Il cammino di Gesù, la croce e la fede pasquale

Prezzo di copertina: Euro 28,00 Prezzo scontato: Euro 26,60
Collana: Giornale di teologia 442
ISBN: 978-88-399-3442-0
Formato: 12,3 x 19,3 cm
Pagine: 240
Titolo originale: Auferstehung? Der Weg Jesu, das Kreuz und der Osterglaube
© 2022

In breve

«Ultima magistrale opera di Hans Kessler, questo libro concentra in sé decenni di ricerche sull’argomento e non ha eguali per densità di informazione, accuratezza di argomentazione, comprensibilità di linguaggio» (Gotthard Fuchs).

Descrizione

A tanti la risurrezione risulta qualcosa di esotico: i racconti pasquali, con i loro tratti favolistici, sembrano poco credibili. Ma i vangeli che tipo di testi sono e di che cosa trattano? Che cosa affermano davvero di quel Gesù che, dopo aver annunciato un messaggio imperituro di giustizia e libertà, finì appeso a una croce? Perché dovette morire? Che cosa si esprime dietro le esperienze pasquali delle sue discepole e dei suoi discepoli? Che cosa può voler dire “risorgere dalla morte”? In cosa consiste oggi la forza di provocazione di questo messaggio?
Il presente lavoro esamina le fonti della fede nella risurrezione e le riporta alla questione fondamentale della comprensione cristiana di Dio: chi è questo Dio che, confessato come il Padre di Gesù, aspira a essere vita piena e illimitata per tutti gli esseri umani? «Per rispondere, cercherò di interrogare le testimonianze bibliche, attenendomi con cautela ai soli fatti riconoscibili» (Hans Kessler).

Recensioni

Hans Kessler, classe 1938, professore emerito di teologia fondamentale presso l’Università di Francoforte sul Meno, offre qui una versione più concisa e aggiornata del suo testo La risurrezione di Gesù Cristo (Queriniana, 2010). Si comincia con una sintetica biografia di Gesù, l’uomo che, per la prima volta, fu buono sotto ogni aspetto (secondo l’ateo Ernst Bloch) e il cui messaggio fondamentale riguardò l’avvicinarsi del regno di un Dio misericordioso e interessato a noi, il quale anticipa la nostra decisione di fede donandoci unilateralmente salvezza e cura.

Obiettivo del compito >> Ricopia parola per parola dall'estratto fornito il tratto che va da "A tanti la risurrezione" fino a "di questo messaggio?".

Dati raccolti >>
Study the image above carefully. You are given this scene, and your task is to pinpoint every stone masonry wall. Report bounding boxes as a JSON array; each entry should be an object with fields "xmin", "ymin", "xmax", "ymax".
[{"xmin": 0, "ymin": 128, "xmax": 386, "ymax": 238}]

Risposta completa >>
A tanti la risurrezione risulta qualcosa di esotico: i racconti pasquali, con i loro tratti favolistici, sembrano poco credibili. Ma i vangeli che tipo di testi sono e di che cosa trattano? Che cosa affermano davvero di quel Gesù che, dopo aver annunciato un messaggio imperituro di giustizia e libertà, finì appeso a una croce? Perché dovette morire? Che cosa si esprime dietro le esperienze pasquali delle sue discepole e dei suoi discepoli? Che cosa può voler dire “risorgere dalla morte”? In cosa consiste oggi la forza di provocazione di questo messaggio?